--- start SUPPLIED MATERIAL ---

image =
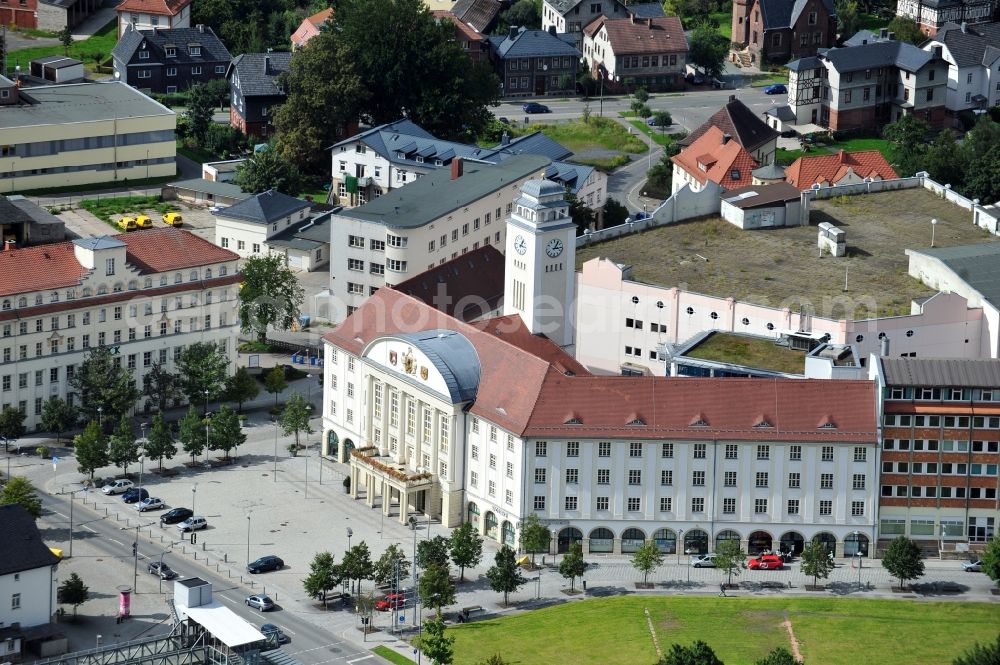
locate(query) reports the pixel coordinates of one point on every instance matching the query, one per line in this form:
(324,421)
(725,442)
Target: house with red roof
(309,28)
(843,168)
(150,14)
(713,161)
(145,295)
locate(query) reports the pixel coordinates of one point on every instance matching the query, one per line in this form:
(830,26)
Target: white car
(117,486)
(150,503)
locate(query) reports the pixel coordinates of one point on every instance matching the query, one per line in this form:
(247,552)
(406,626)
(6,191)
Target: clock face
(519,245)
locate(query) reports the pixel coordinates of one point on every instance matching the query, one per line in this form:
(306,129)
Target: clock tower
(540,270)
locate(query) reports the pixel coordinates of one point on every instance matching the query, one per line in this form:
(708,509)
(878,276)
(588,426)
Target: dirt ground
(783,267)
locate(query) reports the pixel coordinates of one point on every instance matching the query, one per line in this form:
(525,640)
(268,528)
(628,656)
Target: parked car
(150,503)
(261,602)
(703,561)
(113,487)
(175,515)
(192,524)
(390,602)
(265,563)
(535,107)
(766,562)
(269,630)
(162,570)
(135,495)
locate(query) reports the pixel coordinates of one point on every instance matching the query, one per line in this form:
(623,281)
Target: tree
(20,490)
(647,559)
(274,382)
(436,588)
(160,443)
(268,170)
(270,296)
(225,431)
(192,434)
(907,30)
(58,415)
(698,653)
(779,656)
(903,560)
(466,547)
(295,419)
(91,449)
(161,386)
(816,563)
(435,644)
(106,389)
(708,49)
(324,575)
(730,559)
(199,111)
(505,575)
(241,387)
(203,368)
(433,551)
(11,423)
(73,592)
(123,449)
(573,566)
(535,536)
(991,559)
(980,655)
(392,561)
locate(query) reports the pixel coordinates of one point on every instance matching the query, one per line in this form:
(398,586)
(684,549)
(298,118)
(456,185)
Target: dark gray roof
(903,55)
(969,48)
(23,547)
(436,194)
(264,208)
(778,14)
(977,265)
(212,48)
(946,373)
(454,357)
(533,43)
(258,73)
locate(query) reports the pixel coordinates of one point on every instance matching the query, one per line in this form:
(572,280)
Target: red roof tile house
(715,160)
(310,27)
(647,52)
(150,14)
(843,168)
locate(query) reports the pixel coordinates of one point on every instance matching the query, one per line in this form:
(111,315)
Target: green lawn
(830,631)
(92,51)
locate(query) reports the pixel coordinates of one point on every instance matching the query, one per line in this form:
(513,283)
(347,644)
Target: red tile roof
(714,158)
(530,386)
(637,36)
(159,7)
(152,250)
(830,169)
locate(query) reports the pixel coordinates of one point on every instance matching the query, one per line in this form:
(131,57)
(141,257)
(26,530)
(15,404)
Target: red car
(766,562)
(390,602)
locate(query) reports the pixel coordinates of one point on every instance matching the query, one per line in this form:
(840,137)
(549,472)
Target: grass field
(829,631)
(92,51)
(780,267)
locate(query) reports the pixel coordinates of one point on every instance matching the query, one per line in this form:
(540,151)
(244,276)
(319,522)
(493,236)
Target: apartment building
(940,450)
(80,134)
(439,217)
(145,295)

--- end SUPPLIED MATERIAL ---
--- start SUPPLIED MATERIAL ---

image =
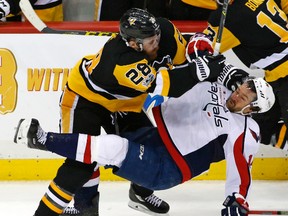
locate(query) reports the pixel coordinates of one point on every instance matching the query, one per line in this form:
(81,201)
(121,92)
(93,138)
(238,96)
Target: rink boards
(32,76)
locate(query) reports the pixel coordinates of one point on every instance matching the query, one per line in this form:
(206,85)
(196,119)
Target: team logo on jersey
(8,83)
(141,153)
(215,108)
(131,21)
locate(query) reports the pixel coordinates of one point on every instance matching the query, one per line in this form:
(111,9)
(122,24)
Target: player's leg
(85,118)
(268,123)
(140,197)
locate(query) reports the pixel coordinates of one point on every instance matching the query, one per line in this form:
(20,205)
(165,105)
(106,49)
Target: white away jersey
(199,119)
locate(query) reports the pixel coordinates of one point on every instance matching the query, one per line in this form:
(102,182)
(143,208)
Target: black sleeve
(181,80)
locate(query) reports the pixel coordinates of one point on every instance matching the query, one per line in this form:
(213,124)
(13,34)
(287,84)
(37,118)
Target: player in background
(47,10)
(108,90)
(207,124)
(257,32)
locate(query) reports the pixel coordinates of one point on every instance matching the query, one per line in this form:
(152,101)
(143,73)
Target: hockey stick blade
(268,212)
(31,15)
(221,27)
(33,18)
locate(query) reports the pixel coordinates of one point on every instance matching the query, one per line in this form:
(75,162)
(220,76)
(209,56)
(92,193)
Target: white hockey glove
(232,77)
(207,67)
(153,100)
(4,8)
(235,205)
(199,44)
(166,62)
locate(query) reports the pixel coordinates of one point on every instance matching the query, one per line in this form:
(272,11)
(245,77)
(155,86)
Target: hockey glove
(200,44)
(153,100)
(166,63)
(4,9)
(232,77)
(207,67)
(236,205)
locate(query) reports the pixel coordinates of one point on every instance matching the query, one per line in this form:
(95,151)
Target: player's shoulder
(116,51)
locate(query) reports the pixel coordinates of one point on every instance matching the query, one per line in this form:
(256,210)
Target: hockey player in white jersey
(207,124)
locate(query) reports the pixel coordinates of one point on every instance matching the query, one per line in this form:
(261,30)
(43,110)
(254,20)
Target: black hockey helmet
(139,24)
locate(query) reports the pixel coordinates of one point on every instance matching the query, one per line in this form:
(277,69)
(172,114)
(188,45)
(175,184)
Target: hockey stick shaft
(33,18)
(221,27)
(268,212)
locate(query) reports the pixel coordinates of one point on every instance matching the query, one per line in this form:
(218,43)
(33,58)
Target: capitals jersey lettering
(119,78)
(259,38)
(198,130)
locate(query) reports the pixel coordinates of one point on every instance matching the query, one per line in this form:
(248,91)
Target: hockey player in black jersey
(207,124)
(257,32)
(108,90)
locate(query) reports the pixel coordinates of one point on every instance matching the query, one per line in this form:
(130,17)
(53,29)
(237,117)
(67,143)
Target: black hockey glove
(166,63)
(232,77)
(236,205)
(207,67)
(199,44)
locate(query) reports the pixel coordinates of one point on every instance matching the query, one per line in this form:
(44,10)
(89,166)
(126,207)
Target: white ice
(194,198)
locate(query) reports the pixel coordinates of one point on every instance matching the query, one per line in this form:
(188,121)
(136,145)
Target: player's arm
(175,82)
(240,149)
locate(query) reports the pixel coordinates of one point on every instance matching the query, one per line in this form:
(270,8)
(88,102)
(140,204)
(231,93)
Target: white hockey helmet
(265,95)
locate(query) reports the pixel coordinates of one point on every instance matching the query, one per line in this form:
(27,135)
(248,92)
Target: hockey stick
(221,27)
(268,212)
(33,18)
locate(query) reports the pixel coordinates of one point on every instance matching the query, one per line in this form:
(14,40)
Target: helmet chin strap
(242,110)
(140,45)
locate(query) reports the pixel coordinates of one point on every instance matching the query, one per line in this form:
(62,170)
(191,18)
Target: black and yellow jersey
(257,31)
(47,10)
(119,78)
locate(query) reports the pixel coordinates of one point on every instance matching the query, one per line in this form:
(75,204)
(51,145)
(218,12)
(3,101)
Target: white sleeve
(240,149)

--- end SUPPLIED MATERIAL ---
--- start SUPPLIED MATERIAL ---

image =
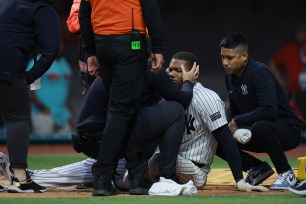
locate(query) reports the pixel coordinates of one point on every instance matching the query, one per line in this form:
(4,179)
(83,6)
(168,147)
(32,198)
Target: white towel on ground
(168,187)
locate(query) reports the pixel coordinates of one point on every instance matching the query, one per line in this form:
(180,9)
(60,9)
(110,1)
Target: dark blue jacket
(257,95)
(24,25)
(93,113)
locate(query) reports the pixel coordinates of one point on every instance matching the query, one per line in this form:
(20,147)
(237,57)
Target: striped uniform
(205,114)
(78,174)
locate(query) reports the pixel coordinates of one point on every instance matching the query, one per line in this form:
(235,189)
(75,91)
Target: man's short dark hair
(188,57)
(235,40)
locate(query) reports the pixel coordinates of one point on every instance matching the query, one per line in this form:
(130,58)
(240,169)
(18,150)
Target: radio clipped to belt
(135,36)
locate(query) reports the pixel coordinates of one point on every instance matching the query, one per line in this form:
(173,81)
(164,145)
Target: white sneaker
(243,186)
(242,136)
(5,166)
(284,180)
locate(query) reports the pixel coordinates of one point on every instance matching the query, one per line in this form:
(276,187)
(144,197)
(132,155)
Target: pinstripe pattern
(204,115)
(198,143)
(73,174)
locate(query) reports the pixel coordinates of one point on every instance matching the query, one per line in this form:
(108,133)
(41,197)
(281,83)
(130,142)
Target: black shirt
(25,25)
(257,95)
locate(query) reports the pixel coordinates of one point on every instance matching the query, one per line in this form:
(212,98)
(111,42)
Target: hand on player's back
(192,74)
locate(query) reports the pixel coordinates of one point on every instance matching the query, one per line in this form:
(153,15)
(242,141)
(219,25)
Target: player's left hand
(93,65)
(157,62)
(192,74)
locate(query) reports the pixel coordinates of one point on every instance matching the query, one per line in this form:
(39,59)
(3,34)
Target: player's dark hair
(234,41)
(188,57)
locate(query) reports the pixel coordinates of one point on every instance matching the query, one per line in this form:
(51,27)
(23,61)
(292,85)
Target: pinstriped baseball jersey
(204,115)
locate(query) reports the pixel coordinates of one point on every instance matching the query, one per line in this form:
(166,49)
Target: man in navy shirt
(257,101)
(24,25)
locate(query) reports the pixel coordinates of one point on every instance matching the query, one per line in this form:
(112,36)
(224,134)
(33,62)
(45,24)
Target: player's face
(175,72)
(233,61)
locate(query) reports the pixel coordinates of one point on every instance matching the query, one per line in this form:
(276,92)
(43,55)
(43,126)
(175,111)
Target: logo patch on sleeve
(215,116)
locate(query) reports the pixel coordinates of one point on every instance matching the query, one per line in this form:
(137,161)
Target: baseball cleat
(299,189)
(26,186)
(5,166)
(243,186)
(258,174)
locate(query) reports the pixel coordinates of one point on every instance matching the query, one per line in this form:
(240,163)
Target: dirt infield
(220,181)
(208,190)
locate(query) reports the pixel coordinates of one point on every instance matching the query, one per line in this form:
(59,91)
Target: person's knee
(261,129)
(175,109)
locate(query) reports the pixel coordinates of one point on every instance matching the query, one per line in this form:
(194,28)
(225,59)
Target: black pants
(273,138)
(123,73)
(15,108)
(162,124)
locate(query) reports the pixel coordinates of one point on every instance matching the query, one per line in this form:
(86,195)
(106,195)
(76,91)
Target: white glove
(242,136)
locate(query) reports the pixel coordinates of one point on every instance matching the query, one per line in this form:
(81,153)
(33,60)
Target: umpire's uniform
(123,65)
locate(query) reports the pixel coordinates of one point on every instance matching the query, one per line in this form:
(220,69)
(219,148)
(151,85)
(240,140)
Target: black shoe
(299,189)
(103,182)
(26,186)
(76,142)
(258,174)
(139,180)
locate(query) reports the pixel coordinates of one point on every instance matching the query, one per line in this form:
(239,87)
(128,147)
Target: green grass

--- end SUPPLIED MATERIAL ---

* [DO THIS]
Please extract every line of the data above that contains the string "grass". Case counts, so include only lines where the letters match it in capitalization as well.

* [WRITTEN SOLUTION]
Target: grass field
Target: green grass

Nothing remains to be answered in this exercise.